* start TEXT *
Wow, these Georgetown kids are killing us. They'll be good as hell next year though if he does go back

Hell, I guess we'll be giving Thaddeus Young more of a look, even if he doesn't fit, just because of the lack of wings. 

Trading out is looking pretty likely now or atleast down


----------



## Diable

If Brewer isn't there we'll probably go for a big if we stay at 8...It's going to be Noah since that is the guy with the greatest bust potential in the entire draft.


----------



## step

I wouldn't be suprised if Noah gets picked before us, I'd rather hope he does.

With Wallace, Morrison and Herrmann, I don't see how choosing another wing would benefit the team at all, unless someone is shipped off.

Really would like to see this team pick Byars (acquired pick - Suns late first rounders?), Fernandez and Stuckey. 3 guards may seem a bit much, but I feel the competition for playing time would be extremely healthy.


----------



## Knick Killer

"The Bobcats Select...Kwame Brown Jr."


----------



## nutmeged3

After the measurements that were just taken Brewer didn't do as well as expected so he might be back in our teritory

Also, Durant was the only draftee who couldn't even bench 185 once?


----------



## nutmeged3

Knick_Killer31 said:


> "The Bobcats Select...Kwame Brown Jr."
* end TEXT *
* start DATA SHOWN *
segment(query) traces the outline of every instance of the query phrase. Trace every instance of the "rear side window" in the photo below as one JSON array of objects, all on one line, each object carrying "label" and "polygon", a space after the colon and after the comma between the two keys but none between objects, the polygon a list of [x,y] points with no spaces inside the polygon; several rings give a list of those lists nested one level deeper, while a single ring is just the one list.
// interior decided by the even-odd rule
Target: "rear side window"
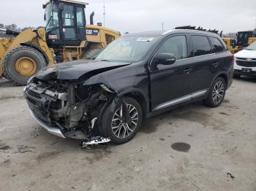
[{"label": "rear side window", "polygon": [[224,50],[222,44],[219,42],[219,40],[217,38],[210,37],[212,46],[214,47],[214,52],[222,52]]},{"label": "rear side window", "polygon": [[210,42],[206,36],[192,36],[194,56],[203,55],[211,53]]},{"label": "rear side window", "polygon": [[185,36],[176,36],[167,39],[158,50],[157,53],[173,54],[176,60],[187,58],[187,39]]}]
* end DATA SHOWN *
§ AIM 1
Please sum up the draft thread in two sentences.
§ AIM 2
Reproduce everything in the draft thread from "Wow, these Georgetown" down to "the entire draft.".

§ COMPLETE RESPONSE 1
Posters in the draft thread weigh their team's options, with one predicting a big man, probably Noah, if Brewer is gone and they stay at 8. Another would rather see Noah picked earlier, sees no benefit in another wing alongside Wallace, Morrison and Herrmann, and wants Byars, Fernandez and Stuckey, while a later post says Brewer's measurements were weaker than expected, so he might be back in their territory.

§ COMPLETE RESPONSE 2
Wow, these Georgetown kids are killing us. They'll be good as hell next year though if he does go back

Hell, I guess we'll be giving Thaddeus Young more of a look, even if he doesn't fit, just because of the lack of wings. 

Trading out is looking pretty likely now or atleast down


----------



## Diable

If Brewer isn't there we'll probably go for a big if we stay at 8...It's going to be Noah since that is the guy with the greatest bust potential in the entire draft.